* [QUOTED TEXT]
## begin

C. Exclusion of Evidence of Sonitrol's Conduct

¶ 56 Core–Mark contends that the district court erred by excluding evidence admitted in the first trial detailing the nature of Sonitrol's breach of contract and by refusing to inform the jury that the first jury found that Sonitrol's breach was willful and wanton. We are not persuaded.

1. Background

¶ 57 On remand, the district court ruled that, since Sonitrol's liability was no longer an issue, the “testimony regarding the events surrounding the burglary and fire d[id] not need to be so descriptive and must be significantly truncated.” The district court read a statement of the case to the jurors at the outset of the trial. The statement provided a timeline of the burglary and Sonitrol's employees' failures, and explained that a prior jury had found that Sonitrol's failure to detect and respond to the burglary was a breach of its contract with Core–Mark. The court told the jurors that they would need to decide the amount of Core–Mark's damages that were caused by Sonitrol's breach. The court drafted this statement from proposed statements submitted by Core–Mark and Sonitrol.

## end

* [PROBLEM TO SOLVE] Reproduce the passage on excluding evidence of Sonitrol's conduct between "1. Background" and "Core–Mark and Sonitrol.", inclusive.

* [DATA EXTRACT]
## begin

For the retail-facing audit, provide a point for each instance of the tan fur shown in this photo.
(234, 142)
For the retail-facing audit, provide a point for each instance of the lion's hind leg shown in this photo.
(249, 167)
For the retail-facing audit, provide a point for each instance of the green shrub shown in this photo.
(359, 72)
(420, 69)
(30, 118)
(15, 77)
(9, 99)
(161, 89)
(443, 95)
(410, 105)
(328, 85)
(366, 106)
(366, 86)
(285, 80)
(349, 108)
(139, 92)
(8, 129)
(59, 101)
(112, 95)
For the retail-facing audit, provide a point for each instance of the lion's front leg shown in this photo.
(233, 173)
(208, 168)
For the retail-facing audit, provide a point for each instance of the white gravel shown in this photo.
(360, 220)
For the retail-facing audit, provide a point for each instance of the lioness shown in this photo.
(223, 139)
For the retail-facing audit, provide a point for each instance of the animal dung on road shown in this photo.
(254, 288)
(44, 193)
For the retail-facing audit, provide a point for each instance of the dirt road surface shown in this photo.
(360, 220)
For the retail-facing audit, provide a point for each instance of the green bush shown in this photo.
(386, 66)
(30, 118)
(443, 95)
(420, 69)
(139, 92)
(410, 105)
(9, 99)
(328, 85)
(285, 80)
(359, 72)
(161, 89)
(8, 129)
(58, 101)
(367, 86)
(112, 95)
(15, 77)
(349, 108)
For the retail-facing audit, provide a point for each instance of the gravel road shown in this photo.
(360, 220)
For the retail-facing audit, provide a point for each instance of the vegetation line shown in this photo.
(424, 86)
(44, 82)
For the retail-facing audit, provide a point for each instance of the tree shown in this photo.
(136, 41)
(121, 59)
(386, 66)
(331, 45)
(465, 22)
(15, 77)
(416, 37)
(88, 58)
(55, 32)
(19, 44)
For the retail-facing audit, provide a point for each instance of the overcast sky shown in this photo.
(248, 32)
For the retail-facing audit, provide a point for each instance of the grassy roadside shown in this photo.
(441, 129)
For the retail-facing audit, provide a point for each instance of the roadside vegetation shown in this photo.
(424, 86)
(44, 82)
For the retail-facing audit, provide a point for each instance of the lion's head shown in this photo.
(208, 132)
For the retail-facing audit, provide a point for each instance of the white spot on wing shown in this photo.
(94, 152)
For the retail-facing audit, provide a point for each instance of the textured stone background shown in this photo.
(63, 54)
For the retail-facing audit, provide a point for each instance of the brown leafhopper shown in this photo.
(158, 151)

## end

* [REPLY TO THE EXERCISE]
1. Background

¶ 57 On remand, the district court ruled that, since Sonitrol's liability was no longer an issue, the “testimony regarding the events surrounding the burglary and fire d[id] not need to be so descriptive and must be significantly truncated.” The district court read a statement of the case to the jurors at the outset of the trial. The statement provided a timeline of the burglary and Sonitrol's employees' failures, and explained that a prior jury had found that Sonitrol's failure to detect and respond to the burglary was a breach of its contract with Core–Mark. The court told the jurors that they would need to decide the amount of Core–Mark's damages that were caused by Sonitrol's breach. The court drafted this statement from proposed statements submitted by Core–Mark and Sonitrol.